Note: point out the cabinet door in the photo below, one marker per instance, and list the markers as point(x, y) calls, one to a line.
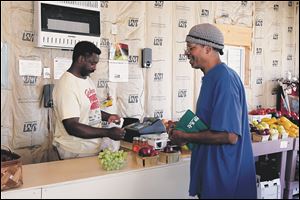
point(169, 181)
point(22, 194)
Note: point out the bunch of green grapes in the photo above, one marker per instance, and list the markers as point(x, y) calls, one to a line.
point(112, 160)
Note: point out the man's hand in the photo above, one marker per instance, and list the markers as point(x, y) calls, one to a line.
point(177, 137)
point(116, 133)
point(114, 118)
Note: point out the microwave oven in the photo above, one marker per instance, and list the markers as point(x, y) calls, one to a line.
point(61, 24)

**Exercise prompt:**
Your task is to transcribe the line containing "Note: point out the bunch" and every line after it, through the last line of the data, exactly as written and with nothing more.

**In response:**
Note: point out the bunch of green grapes in the photo above, one marker per instance, and list the markers as point(x, y) calls, one to a line.
point(112, 160)
Note: point out the man's hand in the photo above, one marker per instance, and list the markers as point(x, y) calls, one to a line.
point(177, 137)
point(116, 133)
point(114, 118)
Note: point out the microwave oven in the photo above, one marker per instance, and list the markers as point(x, y) calls, one to a line.
point(61, 24)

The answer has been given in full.